PROBLEM TO SOLVE:
Lay out every line of the items below as a Markdown table with two columns, Row and Text: Row holds each line's number and Text holds the line itself. Leave out blank lines.
::::::::
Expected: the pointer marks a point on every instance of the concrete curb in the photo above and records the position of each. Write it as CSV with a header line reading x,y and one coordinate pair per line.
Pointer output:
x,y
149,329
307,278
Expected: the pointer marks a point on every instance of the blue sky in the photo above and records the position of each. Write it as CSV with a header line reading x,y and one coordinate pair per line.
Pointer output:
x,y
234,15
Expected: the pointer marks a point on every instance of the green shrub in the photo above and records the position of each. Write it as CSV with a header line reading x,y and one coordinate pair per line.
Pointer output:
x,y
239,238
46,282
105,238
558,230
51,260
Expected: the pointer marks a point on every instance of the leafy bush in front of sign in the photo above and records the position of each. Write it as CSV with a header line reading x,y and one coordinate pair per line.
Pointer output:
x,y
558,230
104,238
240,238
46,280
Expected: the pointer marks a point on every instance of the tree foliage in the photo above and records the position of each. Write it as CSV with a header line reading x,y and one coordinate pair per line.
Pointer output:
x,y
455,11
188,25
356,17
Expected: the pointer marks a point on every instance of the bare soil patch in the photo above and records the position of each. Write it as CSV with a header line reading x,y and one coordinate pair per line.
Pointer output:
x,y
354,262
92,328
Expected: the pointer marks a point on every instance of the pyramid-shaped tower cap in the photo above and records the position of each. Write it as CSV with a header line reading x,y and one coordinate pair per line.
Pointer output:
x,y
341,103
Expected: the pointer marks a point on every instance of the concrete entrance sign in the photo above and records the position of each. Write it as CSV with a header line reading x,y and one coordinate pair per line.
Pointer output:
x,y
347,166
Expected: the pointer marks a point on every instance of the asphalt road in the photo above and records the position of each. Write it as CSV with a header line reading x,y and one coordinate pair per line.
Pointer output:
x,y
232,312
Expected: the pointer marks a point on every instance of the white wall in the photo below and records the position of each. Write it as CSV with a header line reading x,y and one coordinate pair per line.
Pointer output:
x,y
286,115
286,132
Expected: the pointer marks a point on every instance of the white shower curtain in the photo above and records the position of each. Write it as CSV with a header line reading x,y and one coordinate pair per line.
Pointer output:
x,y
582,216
::::::::
SOLUTION BELOW:
| Row | Text |
|---|---|
| 1 | Expected: the pointer marks a point on every instance of the concrete curb in the photo above and records the position of each. Write it as CSV with a header line reading x,y and one coordinate pair per line. |
| 2 | Pointer output: |
| 3 | x,y |
| 4 | 149,329 |
| 5 | 307,278 |
| 6 | Expected: the pointer marks a point on every instance of the blue sky in the photo above and records the position of each. Write it as CSV with a header line reading x,y and one coordinate pair per line. |
| 7 | Pointer output: |
| 8 | x,y |
| 9 | 234,15 |
| 10 | Expected: the pointer marks a point on every instance of the green shrub in the photo above and records the position of each. Write it as CSV with a header line reading x,y and one coordinate pair per line. |
| 11 | Pointer output: |
| 12 | x,y |
| 13 | 239,238 |
| 14 | 46,282 |
| 15 | 105,238 |
| 16 | 558,230 |
| 17 | 51,260 |
| 18 | Expected: the pointer marks a point on every instance of the leafy bush in front of sign in the photo above and records the position of each. Write it as CSV with a header line reading x,y and one coordinate pair per line. |
| 19 | Pointer output: |
| 20 | x,y |
| 21 | 558,230 |
| 22 | 104,238 |
| 23 | 240,238 |
| 24 | 46,280 |
| 25 | Expected: the pointer marks a point on every instance of the tree foliage in the photo above and records the position of each. Write it as CSV with a header line reading x,y and one coordinate pair per line. |
| 26 | Pointer output: |
| 27 | x,y |
| 28 | 455,11 |
| 29 | 188,25 |
| 30 | 356,17 |
| 31 | Expected: the pointer marks a point on every instance of the bare soil patch in the photo above and records the position of each. Write it as CSV with a header line reading x,y and one coordinate pair per line. |
| 32 | Pointer output: |
| 33 | x,y |
| 34 | 354,262 |
| 35 | 92,328 |
| 36 | Expected: the pointer marks a point on every instance of the pyramid-shaped tower cap in the photo above and records the position of each. Write it as CSV with a header line reading x,y and one coordinate pair per line. |
| 37 | Pointer output: |
| 38 | x,y |
| 39 | 341,103 |
| 40 | Expected: the pointer marks a point on every instance of the concrete entrance sign in the photo above and records the position of each. Write it as CSV with a header line reading x,y and one coordinate pair per line. |
| 41 | Pointer output: |
| 42 | x,y |
| 43 | 347,166 |
| 44 | Expected: the pointer marks a point on every instance of the asphalt road in the photo above and records the position of each. Write it as CSV with a header line reading x,y and one coordinate pair per line. |
| 45 | Pointer output: |
| 46 | x,y |
| 47 | 232,312 |
| 48 | Expected: the pointer marks a point on every instance of the white wall in the photo below and records the position of each. Write it as CSV with a header line reading x,y and one coordinate pair per line. |
| 49 | Pointer output: |
| 50 | x,y |
| 51 | 286,115 |
| 52 | 286,132 |
| 53 | Expected: the pointer marks a point on every instance of the white shower curtain in the photo above and records the position of each. Write it as CSV with a header line reading x,y and one coordinate pair per line. |
| 54 | Pointer output: |
| 55 | x,y |
| 56 | 582,216 |